:: Task to complete ::
Look through the lines below for the word "tinsel", and copy every line that has it.

:: Data for processing ::
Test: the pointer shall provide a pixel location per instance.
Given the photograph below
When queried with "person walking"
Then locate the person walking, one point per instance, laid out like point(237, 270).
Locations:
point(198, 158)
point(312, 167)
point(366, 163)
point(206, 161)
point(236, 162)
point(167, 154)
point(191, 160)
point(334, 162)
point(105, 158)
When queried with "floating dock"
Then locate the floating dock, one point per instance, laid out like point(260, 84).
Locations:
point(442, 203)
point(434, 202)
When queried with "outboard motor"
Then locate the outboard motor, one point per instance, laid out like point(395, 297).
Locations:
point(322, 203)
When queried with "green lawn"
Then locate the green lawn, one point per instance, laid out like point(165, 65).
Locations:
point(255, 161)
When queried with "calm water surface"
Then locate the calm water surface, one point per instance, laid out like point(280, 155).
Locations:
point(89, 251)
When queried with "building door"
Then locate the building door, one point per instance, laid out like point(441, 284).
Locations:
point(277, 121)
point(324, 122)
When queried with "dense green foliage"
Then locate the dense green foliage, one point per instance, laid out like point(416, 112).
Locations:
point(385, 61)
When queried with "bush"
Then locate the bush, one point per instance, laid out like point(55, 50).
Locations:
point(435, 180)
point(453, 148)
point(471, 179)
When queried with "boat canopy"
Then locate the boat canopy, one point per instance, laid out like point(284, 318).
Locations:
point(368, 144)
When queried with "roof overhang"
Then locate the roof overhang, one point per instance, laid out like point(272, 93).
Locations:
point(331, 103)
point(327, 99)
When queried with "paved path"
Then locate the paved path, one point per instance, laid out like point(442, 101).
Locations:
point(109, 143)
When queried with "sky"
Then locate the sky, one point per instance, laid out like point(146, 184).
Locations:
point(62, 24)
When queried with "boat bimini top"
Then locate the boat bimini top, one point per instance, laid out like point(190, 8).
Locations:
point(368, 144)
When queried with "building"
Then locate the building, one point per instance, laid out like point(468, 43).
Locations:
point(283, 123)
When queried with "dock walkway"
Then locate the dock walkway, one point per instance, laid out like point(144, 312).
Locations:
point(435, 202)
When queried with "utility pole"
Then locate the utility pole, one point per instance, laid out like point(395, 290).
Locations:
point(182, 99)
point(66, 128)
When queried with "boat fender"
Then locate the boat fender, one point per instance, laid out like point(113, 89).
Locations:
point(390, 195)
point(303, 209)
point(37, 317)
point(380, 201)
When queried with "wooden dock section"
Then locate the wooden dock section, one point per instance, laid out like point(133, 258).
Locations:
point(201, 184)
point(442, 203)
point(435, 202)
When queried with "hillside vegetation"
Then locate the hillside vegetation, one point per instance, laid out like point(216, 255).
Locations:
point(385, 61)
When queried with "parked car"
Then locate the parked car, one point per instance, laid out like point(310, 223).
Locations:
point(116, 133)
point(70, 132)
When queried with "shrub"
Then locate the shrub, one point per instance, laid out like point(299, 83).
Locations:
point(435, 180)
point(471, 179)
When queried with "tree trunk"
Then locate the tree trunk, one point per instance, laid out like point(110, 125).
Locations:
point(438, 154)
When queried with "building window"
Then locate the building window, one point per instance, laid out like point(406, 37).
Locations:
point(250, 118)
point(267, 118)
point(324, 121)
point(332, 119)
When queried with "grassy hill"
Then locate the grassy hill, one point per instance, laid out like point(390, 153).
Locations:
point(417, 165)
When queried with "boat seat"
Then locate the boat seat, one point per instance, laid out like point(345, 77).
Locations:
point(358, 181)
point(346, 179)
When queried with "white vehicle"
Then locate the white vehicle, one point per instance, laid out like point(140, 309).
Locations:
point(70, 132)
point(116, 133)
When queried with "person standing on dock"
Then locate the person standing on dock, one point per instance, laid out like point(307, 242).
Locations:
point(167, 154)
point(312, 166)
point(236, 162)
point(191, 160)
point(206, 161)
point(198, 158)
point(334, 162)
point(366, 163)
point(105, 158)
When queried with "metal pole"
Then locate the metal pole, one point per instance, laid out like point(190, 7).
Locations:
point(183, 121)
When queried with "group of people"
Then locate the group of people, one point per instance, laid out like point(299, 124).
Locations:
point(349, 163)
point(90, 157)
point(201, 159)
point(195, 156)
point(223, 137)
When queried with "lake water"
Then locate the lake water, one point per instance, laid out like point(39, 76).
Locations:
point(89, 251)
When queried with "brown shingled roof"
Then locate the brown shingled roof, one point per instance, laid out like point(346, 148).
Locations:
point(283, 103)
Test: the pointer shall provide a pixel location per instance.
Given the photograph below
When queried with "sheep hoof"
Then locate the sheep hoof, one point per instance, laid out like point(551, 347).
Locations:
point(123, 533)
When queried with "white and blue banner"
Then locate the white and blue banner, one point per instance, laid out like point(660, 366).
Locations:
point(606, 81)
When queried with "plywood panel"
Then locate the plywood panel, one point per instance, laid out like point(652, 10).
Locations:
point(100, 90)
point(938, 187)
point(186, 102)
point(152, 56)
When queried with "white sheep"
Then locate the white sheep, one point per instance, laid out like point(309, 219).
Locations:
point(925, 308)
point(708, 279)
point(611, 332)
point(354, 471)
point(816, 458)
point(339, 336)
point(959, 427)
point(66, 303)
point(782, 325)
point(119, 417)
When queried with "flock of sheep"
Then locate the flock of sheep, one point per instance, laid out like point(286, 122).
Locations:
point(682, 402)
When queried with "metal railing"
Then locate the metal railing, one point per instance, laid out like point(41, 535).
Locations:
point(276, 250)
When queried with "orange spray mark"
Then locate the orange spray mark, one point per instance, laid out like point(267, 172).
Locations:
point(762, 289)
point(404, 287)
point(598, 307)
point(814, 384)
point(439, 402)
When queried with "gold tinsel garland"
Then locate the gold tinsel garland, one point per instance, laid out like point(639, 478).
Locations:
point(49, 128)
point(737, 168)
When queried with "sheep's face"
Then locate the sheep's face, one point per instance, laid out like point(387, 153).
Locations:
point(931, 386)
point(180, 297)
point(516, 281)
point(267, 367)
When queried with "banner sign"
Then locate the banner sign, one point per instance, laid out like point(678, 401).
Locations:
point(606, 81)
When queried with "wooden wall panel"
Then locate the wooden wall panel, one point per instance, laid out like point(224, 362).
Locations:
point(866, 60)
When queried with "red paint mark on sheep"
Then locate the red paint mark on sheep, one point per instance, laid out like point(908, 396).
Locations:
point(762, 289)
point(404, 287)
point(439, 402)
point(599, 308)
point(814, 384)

:: Exercise response ::
When queried with "gold tinsel garland"
Then locate the gold tinsel garland, one point per instance, laid out like point(639, 478).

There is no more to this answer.